Go through the records and give the number of lines that include "field", with nothing else.

*** RECORDS TO PROCESS

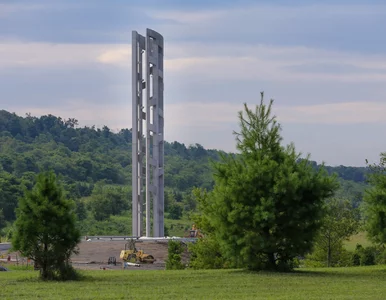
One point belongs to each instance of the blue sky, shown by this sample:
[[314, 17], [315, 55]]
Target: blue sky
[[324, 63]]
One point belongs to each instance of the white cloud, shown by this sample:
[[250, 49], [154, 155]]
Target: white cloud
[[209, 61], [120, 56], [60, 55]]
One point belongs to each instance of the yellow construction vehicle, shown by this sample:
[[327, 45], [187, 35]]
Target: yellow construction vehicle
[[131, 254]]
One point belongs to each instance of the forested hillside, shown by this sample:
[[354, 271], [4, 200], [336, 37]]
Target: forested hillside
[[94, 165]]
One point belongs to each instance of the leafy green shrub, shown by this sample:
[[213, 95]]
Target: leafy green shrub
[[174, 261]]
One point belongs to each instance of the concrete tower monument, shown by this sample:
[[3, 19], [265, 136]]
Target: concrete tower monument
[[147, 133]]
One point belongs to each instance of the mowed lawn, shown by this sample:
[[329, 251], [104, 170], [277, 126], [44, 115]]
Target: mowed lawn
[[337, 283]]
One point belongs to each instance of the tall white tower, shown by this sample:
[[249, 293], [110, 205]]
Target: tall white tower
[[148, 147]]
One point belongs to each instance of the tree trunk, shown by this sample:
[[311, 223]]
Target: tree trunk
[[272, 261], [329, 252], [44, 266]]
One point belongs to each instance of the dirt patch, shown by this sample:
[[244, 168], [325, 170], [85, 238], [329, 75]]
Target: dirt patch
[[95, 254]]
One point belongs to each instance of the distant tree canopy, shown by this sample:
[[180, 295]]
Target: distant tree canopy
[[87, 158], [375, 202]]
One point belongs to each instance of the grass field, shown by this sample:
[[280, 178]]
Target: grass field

******

### [OUTPUT OF THE EXERCISE]
2